(Text excerpt)

What about rewarding exploration? By giving the player a map with the entire island in shroud, Link's Awakening creates a goal for the player to achieve--uncover every square inch of that map by traversing every screen on the island. When the player enters a new screen, she is rewarded with the addition of that screen revealed on her world map, creating a sense of accomplishment. Also, crucial items, such as the player's sword, are only discovered after exploring the game world for several screens--they are not found immediately without any effort. These two features set up an automatic reward/explore system that gives a small sense of achievement to the player as she explores the game world.

Thus, for both talking to NPCs and exploring the game world, Link's Awakening uses a system of reward so as to give the player incentive to apply its game mechanics.

The "A-Ha!" Moment


In creating puzzles, there is a certain "A-Ha!" moment that is so coveted to implant into a player's mind when they discover the solution. If in Portal the goal is to jump across a chasm much too long to traverse, and the player finally discovers the tiny bit of portalizeable wall that allows them to attain enough forward momentum to jump, it creates that "A-Ha!" moment when she realizes she's solved the puzzle. This occurs because the player first knew the problem (the chasm), which then prompted her brain to search for the solution. Upon discovering the solution (the extra portalizeable space) it creates the "A-Ha! I found it!" moment, resulting in a satisfying conclusion to the puzzle.

Link's Awakening does something similar by establishing a series of problems before presenting their solutions. For example, a little Bow-Wow creature wants to be pretty; a young couple needs a Yoshi doll for their child, an Alligator wishes he had dog food, etc. These problems are then implanted in the back of the player's head as a check-list of items to attain or search for. When the player finally does find an item in question, for example, the can of dog food, a light then springs on in her head, resulting in the "A-Ha! I found it!" moment, giving the player further satisfaction.

What's worth noting in Link's Awakening is that all of these needs or wants are firmly established in the introduction, much earlier than the solutions are found, giving players the room to explore and find those solutions on their own as a satisfactory gameplay goal.

The Power of Limitations


Since Link's Awakening is on the GameBoy, it has many technical limitations. One of these is the small, pixelated font, which can only display about 4-6 legible words on screen at a time, until it prompts the player to press a button and scroll down to see the next part of the sentence. While this may been seen as an outdated, lo-fi, feature, in retrospect, it actually forces the designers to consolidate each message and expository point of the game into its purest, least-amount-of-words form.

Just think of games today that are able to display pages upon pages of information, but how much of that information is actually useful to the player or even relevant to the game or the gameplay? Why should the player have to read one page of contextualized exposition in order to arrive at the one message of "Go Right and Kill the Reactor!" Instead, Link's Awakening takes each bit of expository information, and distills it down to only the vitally necessary bits so as to speed the player through to her goals.

(End Text excerpt)

Quote the section of the Link's Awakening text that opens with the words containing "What about rewarding" and closes with "the game world.". The items after the text are separate material and aren't connected to it.

(Provided material)

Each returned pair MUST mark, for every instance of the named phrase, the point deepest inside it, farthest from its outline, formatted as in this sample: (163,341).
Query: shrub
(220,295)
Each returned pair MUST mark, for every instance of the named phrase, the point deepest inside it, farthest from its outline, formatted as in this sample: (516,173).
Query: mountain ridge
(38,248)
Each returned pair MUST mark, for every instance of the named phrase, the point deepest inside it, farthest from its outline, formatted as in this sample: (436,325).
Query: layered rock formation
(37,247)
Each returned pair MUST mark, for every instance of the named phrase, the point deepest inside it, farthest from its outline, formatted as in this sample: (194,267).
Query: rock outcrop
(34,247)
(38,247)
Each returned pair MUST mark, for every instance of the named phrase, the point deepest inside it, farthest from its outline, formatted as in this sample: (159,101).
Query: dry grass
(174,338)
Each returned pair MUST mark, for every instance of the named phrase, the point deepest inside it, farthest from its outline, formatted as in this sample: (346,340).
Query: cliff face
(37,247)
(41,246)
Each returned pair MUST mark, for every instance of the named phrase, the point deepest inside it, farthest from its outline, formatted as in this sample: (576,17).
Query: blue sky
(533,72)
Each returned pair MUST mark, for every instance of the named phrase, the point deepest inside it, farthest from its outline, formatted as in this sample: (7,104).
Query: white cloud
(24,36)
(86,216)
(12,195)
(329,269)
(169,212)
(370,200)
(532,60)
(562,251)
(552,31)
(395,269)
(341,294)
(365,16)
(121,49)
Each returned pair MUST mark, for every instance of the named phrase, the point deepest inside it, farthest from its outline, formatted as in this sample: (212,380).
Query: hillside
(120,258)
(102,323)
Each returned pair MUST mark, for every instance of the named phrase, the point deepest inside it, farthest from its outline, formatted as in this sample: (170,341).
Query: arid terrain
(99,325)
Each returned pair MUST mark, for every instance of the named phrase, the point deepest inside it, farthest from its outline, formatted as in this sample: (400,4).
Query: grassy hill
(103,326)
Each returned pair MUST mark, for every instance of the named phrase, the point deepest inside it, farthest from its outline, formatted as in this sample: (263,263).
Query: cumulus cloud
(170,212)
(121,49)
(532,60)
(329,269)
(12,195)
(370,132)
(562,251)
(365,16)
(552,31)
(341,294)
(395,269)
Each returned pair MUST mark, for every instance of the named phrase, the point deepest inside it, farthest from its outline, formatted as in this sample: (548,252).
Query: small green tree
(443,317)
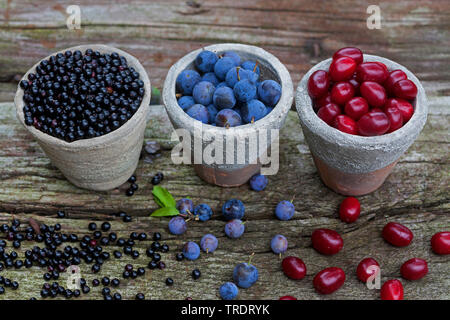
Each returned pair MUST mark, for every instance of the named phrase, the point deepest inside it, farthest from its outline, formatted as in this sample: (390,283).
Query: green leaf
(163,197)
(165,212)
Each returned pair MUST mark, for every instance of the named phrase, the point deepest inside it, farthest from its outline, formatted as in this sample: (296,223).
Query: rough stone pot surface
(235,173)
(351,164)
(101,163)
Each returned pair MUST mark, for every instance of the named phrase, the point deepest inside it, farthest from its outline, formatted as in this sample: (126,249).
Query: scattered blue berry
(245,90)
(191,250)
(209,243)
(211,77)
(223,66)
(205,61)
(253,111)
(279,244)
(285,210)
(198,112)
(245,275)
(228,291)
(185,206)
(269,92)
(258,182)
(177,225)
(233,209)
(186,81)
(234,229)
(203,92)
(228,118)
(185,102)
(234,56)
(224,98)
(203,212)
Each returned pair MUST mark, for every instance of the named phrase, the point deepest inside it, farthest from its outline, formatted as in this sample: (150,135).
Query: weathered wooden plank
(415,194)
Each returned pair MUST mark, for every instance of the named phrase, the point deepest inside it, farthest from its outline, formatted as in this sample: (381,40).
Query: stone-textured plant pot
(101,163)
(350,164)
(228,175)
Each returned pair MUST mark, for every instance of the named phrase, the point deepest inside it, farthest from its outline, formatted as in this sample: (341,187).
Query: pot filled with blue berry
(227,103)
(87,107)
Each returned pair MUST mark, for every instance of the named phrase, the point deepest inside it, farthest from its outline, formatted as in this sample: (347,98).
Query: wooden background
(300,33)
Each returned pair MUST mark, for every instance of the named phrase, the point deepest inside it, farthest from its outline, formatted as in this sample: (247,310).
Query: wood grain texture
(415,194)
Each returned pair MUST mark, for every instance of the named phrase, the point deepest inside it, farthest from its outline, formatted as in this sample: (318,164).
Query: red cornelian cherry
(342,69)
(327,241)
(319,103)
(328,112)
(414,269)
(405,89)
(287,298)
(352,52)
(366,268)
(349,210)
(356,107)
(342,92)
(392,290)
(329,280)
(394,76)
(345,124)
(397,234)
(371,71)
(406,108)
(440,242)
(294,267)
(373,92)
(395,118)
(318,84)
(373,124)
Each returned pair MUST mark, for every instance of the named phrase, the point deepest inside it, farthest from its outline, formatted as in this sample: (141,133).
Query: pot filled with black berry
(227,103)
(87,107)
(359,114)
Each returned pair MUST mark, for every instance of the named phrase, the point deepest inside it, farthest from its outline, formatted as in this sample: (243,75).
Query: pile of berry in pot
(361,98)
(225,91)
(73,96)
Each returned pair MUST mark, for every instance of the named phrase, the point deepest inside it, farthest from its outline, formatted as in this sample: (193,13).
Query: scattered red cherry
(294,267)
(373,92)
(397,234)
(405,89)
(328,112)
(394,76)
(440,242)
(327,241)
(288,298)
(329,280)
(414,269)
(371,71)
(318,84)
(373,123)
(354,53)
(392,290)
(356,107)
(395,118)
(342,69)
(366,269)
(349,210)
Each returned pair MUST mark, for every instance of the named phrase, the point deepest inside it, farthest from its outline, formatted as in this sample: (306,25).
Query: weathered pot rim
(279,111)
(91,143)
(310,119)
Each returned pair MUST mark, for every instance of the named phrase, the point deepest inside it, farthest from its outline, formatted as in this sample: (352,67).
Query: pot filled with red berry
(87,107)
(227,103)
(359,113)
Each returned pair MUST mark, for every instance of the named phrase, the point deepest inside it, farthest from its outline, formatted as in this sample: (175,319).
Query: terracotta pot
(235,173)
(350,164)
(104,162)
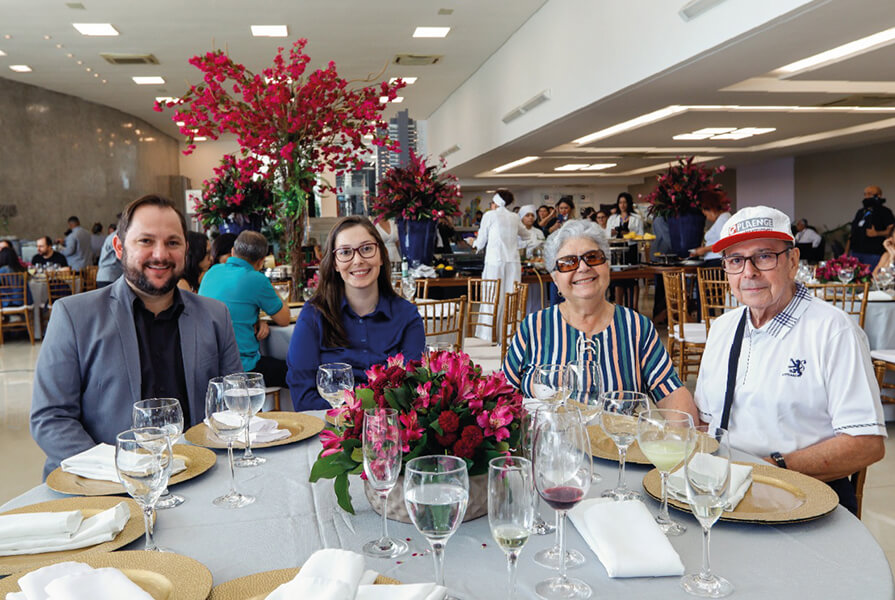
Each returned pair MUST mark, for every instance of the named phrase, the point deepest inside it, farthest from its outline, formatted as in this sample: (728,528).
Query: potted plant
(445,405)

(End Provided material)

**Result of the exercise:**
What about rewarding exploration? By giving the player a map with the entire island in shroud, Link's Awakening creates a goal for the player to achieve--uncover every square inch of that map by traversing every screen on the island. When the player enters a new screen, she is rewarded with the addition of that screen revealed on her world map, creating a sense of accomplishment. Also, crucial items, such as the player's sword, are only discovered after exploring the game world for several screens--they are not found immediately without any effort. These two features set up an automatic reward/explore system that gives a small sense of achievement to the player as she explores the game world.